Start of Data excerpts

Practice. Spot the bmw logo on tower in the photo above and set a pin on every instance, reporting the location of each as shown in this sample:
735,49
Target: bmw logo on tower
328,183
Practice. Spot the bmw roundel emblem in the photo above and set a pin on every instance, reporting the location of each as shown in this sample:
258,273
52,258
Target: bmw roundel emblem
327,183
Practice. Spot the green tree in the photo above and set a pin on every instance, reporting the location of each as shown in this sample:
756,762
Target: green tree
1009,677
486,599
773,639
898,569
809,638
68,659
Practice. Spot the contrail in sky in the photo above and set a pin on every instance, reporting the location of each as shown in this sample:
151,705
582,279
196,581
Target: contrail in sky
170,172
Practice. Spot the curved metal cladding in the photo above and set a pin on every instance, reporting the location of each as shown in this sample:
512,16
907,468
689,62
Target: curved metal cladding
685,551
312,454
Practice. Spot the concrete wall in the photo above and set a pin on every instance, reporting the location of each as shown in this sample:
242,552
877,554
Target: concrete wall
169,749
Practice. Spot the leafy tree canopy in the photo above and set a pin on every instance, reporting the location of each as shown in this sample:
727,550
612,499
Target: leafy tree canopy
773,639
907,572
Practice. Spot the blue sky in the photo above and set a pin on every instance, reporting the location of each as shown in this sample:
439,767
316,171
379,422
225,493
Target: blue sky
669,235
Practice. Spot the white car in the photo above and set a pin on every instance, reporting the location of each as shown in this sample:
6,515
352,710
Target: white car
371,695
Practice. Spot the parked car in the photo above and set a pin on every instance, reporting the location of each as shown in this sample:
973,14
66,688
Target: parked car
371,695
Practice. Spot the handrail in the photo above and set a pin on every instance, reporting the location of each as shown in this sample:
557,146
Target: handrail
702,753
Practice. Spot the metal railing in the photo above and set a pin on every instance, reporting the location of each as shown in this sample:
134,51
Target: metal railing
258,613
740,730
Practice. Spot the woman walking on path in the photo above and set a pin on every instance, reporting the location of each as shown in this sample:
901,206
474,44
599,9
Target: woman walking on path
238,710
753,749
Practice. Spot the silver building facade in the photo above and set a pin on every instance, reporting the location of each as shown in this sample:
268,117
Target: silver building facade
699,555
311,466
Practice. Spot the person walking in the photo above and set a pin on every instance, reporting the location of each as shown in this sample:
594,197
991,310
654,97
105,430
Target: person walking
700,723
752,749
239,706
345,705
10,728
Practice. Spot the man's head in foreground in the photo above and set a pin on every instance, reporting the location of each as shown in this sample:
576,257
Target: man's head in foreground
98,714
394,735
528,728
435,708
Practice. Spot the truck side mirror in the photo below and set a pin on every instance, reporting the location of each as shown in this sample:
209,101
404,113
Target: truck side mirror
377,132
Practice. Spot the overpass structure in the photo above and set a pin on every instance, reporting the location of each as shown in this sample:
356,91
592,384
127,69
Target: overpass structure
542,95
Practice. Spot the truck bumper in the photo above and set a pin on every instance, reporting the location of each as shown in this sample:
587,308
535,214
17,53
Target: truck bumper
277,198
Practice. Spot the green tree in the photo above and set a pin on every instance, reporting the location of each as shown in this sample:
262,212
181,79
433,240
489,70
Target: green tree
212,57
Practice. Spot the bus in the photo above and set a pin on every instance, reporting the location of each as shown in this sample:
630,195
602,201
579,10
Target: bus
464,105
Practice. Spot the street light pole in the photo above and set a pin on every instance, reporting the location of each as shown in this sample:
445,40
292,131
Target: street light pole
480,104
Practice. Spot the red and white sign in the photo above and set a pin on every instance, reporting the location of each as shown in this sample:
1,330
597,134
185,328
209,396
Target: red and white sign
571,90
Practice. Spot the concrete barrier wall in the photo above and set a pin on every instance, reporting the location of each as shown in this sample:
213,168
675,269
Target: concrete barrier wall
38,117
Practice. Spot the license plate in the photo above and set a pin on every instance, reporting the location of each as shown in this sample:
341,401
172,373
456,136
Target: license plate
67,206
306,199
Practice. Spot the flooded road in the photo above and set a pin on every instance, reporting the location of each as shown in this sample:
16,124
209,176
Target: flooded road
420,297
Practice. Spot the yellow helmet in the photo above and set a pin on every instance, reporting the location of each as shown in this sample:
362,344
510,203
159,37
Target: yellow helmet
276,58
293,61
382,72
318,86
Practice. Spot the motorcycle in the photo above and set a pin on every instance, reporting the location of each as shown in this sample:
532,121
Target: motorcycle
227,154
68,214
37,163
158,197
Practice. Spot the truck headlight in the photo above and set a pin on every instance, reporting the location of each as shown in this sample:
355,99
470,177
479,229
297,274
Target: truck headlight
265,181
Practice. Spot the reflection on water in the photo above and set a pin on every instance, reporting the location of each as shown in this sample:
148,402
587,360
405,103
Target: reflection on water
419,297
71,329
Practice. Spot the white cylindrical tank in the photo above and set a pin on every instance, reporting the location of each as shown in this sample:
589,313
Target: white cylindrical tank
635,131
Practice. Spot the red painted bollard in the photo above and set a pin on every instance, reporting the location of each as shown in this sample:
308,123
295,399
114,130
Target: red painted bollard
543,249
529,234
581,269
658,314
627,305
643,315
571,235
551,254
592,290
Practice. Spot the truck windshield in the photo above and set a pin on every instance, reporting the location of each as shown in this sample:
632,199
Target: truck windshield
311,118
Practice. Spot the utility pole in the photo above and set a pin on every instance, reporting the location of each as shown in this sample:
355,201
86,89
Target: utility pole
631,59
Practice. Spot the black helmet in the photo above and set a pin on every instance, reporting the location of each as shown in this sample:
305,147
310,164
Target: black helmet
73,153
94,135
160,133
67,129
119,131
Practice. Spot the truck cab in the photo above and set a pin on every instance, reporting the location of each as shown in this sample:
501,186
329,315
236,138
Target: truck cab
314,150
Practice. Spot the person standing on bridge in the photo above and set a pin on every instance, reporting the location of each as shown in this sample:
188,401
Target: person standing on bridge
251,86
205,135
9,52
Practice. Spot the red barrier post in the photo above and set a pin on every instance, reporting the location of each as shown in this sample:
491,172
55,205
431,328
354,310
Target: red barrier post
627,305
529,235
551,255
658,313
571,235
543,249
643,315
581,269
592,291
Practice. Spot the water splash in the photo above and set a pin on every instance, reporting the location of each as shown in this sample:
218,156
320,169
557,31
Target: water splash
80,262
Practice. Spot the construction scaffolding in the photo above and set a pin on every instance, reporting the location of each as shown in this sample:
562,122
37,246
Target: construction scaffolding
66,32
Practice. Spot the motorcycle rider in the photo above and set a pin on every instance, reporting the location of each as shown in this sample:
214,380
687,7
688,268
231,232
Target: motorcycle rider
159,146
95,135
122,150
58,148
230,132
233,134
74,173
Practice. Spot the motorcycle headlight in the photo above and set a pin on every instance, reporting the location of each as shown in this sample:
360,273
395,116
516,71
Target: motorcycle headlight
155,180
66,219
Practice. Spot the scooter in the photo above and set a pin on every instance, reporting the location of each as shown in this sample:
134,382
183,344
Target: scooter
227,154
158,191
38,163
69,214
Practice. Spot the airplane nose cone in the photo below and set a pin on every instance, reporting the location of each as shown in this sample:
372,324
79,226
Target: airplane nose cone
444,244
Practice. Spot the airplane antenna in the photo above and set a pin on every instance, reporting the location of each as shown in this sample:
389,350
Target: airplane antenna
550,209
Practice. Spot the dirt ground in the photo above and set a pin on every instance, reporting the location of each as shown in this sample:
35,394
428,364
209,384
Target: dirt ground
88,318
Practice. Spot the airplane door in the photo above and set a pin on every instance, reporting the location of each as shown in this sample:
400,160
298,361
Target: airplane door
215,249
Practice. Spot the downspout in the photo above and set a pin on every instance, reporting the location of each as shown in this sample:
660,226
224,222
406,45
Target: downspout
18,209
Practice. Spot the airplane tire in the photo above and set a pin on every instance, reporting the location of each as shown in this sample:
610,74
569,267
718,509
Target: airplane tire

End of Data excerpts

• **Problem requirements**
Give the entries again in full, with nothing changed.

• **Exercise result**
Practice. Spot the bmw logo on tower in the photo above and set a pin on every instance, reporting the location of each as shown in this sample:
735,49
Target: bmw logo on tower
328,183
Practice. Spot the bmw roundel emblem in the photo above and set a pin on every instance, reporting the location of each as shown in this sample:
258,273
52,258
Target: bmw roundel emblem
327,183
Practice. Spot the green tree in the photo above and set a pin on every instance, reporting the location of each as shown in this sample:
756,762
Target: green tree
1009,677
486,599
773,639
898,569
809,638
68,659
Practice. Spot the contrail in sky in the photo above and set a pin on every instance, reporting the location of each as shown in this sample:
151,705
582,279
196,581
Target: contrail in sky
170,172
Practice. Spot the curved metal cladding in the photo above and set a pin on every instance, reporting the location of each as shown in this sample:
512,16
907,468
689,62
Target: curved metal cladding
685,551
312,454
Practice. Spot the concrete wall in the photo above and set a pin on every instance, reporting the location of each as shown in this sample:
242,552
877,554
Target: concrete wall
169,749
Practice. Spot the leafy tree canopy in the photo above and set a pin on every instance, reporting the location of each as shown in this sample:
727,550
612,499
Target: leafy tree canopy
773,639
907,572
Practice. Spot the blue sky in the photo above and set a pin on every instance, reporting the location of each as shown in this sample:
439,767
316,171
379,422
225,493
Target: blue sky
669,235
Practice. Spot the white car in the photo above and set a pin on every instance, reporting the location of each as shown in this sample:
6,515
352,710
Target: white car
371,695
Practice. Spot the parked car in the photo above and set a pin on every instance, reporting the location of each as shown in this sample:
973,14
66,688
Target: parked car
371,695
Practice. Spot the handrail in the photo above and set a pin on every instance, reporting the location of each as shown in this sample:
557,146
Target: handrail
702,753
Practice. Spot the metal railing in the photo above and set a pin on every instance, reporting the location of each as shown in this sample:
134,51
Target: metal railing
258,613
740,730
Practice. Spot the woman walking on path in the photo above and set a pin on every instance, reporting the location of each as shown in this sample:
901,206
474,44
599,9
Target: woman walking on path
238,710
753,749
Practice. Spot the silver building facade in the photo above and set a pin on every instance, reporting the location of each as shown in this sample:
268,117
Target: silver building facade
699,555
311,466
Practice. Spot the person walking in the photo above and set a pin on every instance, reporting the location of each as shown in this sample:
594,197
991,310
654,97
105,430
Target: person walking
700,723
752,749
239,706
345,705
10,728
Practice. Spot the man's head in foreground in the photo above and set a pin on every instance, reporting the location of each as shown in this sample:
576,257
Target: man's head in foreground
98,714
394,735
528,728
435,708
Practice. Spot the truck side mirror in the photo below and set a pin on every instance, reporting the location of each as shown in this sample:
209,101
404,113
Target: truck side mirror
377,132
Practice. Spot the overpass structure in the photo above and set a pin on every instance, reporting the location of each as shown in this sample:
356,91
592,384
127,69
Target: overpass structure
542,95
Practice. Spot the truck bumper in the photo above and set a pin on every instance, reporting the location of each as shown in this sample:
587,308
535,214
17,53
Target: truck bumper
277,198
Practice. Spot the green tree in the photo above and set a pin on every instance, reporting the location of each as shown in this sample:
262,212
181,79
433,240
489,70
Target: green tree
212,57
Practice. Spot the bus in the photo above and set a pin on every instance, reporting the location of each as shown in this sample:
630,195
602,201
579,10
Target: bus
464,105
Practice. Spot the street light pole in the photo above and set a pin on every instance, reporting the location of each as shown in this sample:
445,40
292,131
Target: street light pole
480,104
Practice. Spot the red and white sign in the photo above and set a pin on every instance, reporting the location of each as shown in this sample:
1,330
597,134
185,328
209,396
Target: red and white sign
571,90
Practice. Spot the concrete barrier wall in the photo above and set a pin on every instance, reporting the location of each as shown in this sample:
213,168
675,269
Target: concrete barrier wall
38,117
Practice. Spot the license plate in the photo above and set a pin on every instance, reporting the location of each as shown in this sample:
341,401
172,373
456,136
Target: license plate
67,206
306,199
Practice. Spot the flooded road in the photo above and set a pin on every instance, reporting the location of each as shown in this sample:
16,124
209,176
Target: flooded road
420,297
Practice. Spot the yellow helmet in the photo above and set a pin on every instance, reporting the location of each as shown in this sample:
362,344
510,203
159,37
Target: yellow helmet
276,58
293,61
382,72
318,86
Practice. Spot the motorcycle in the photo above and set a pin on every instance, reporting the location of each as shown in this sample:
532,121
Target: motorcycle
227,154
68,214
37,163
158,197
Practice. Spot the truck headlight in the photo above and set a pin on every instance, reporting the location of each as shown in this sample:
355,99
470,177
479,229
297,274
Target: truck headlight
265,181
Practice. Spot the reflection on water in the photo above and set a pin on every instance, reporting the location of each as shown in this sample:
148,402
587,360
405,103
Target: reflection on water
419,297
71,329
Practice. Spot the white cylindrical tank in the photo above and set a pin on every instance, reporting the location of each as shown in this sample:
589,313
Target: white cylindrical tank
635,131
Practice. Spot the red painted bollard in the photo above and set a pin on every instance, reporting the location of each as shown in this sample:
308,123
295,399
114,130
Target: red painted bollard
543,249
529,234
581,269
658,314
627,305
643,315
571,235
551,254
592,290
Practice. Spot the truck windshield in the photo above and set a pin on every instance, reporting the location of each as shown in this sample:
632,199
Target: truck windshield
311,118
Practice. Spot the utility pole in the photo above and set a pin on every instance, reporting the location of each as shown in this sample:
355,201
86,89
Target: utility pole
631,59
Practice. Spot the black helmet in the photo above and set a pin on every instance, reporting the location of each as shown in this sample:
305,147
310,164
Target: black helmet
73,153
94,135
160,133
67,129
119,131
Practice. Spot the truck cab in the photo above and set a pin on every instance, reporting the location of each as shown in this sample:
501,186
329,315
236,138
Target: truck cab
314,150
Practice. Spot the person standing on bridge in the photo above and set a pin on every instance, reporting the location of each as shown in this sample:
188,401
Target: person standing on bridge
251,86
205,135
9,52
Practice. Spot the red barrier post in the photo above and set a pin on every instance, reporting the location of each as shown in this sample:
491,172
55,205
431,328
354,310
Target: red barrier post
627,305
529,235
551,255
658,313
571,235
543,249
643,315
581,269
592,291
Practice. Spot the water splash in the photo above and set a pin on every instance, reporting the location of each as shown in this sample:
218,156
320,169
557,31
Target: water splash
80,262
Practice. Spot the construction scaffolding in the photo above and set a pin on every instance, reporting the location of each as shown in this sample:
562,122
37,246
Target: construction scaffolding
66,32
Practice. Spot the motorcycle rider in the photo above and set a pin on every instance, reporting the location of each as shown in this sample:
214,380
687,7
688,268
231,232
Target: motorcycle rider
159,146
95,135
122,150
58,148
230,132
233,134
74,173
Practice. Spot the motorcycle headlight in the photo above and set a pin on every instance, reporting the location of each as shown in this sample:
360,273
395,116
516,71
Target: motorcycle headlight
155,180
66,219
Practice. Spot the scooter in the photo above and set a pin on every instance, reporting the location of each as shown in this sample:
134,382
183,344
Target: scooter
227,154
158,191
38,163
69,214
Practice. Spot the airplane nose cone in the photo below and set a pin on every instance, reporting the location of each as shown in this sample:
372,324
79,226
Target: airplane nose cone
444,244
Practice. Spot the airplane antenna in the photo above and set a pin on every instance, reporting the location of each as shown in this sample:
389,350
Target: airplane antenna
550,209
Practice. Spot the dirt ground in the photo above and set a pin on every instance, reporting the location of each as shown in this sample:
35,394
428,364
209,384
Target: dirt ground
88,318
Practice. Spot the airplane door in the photo above and set a pin on every instance, reporting the location of each as shown in this sample:
400,160
298,361
Target: airplane door
215,249
Practice. Spot the downspout in the photo above and set a pin on every instance, reporting the location of each as shown in this sample:
660,226
224,222
406,45
Target: downspout
18,209
Practice. Spot the airplane tire in the photo above and set a pin on every instance, reporting the location of each as shown in this sample:
610,74
569,267
718,509
Target: airplane tire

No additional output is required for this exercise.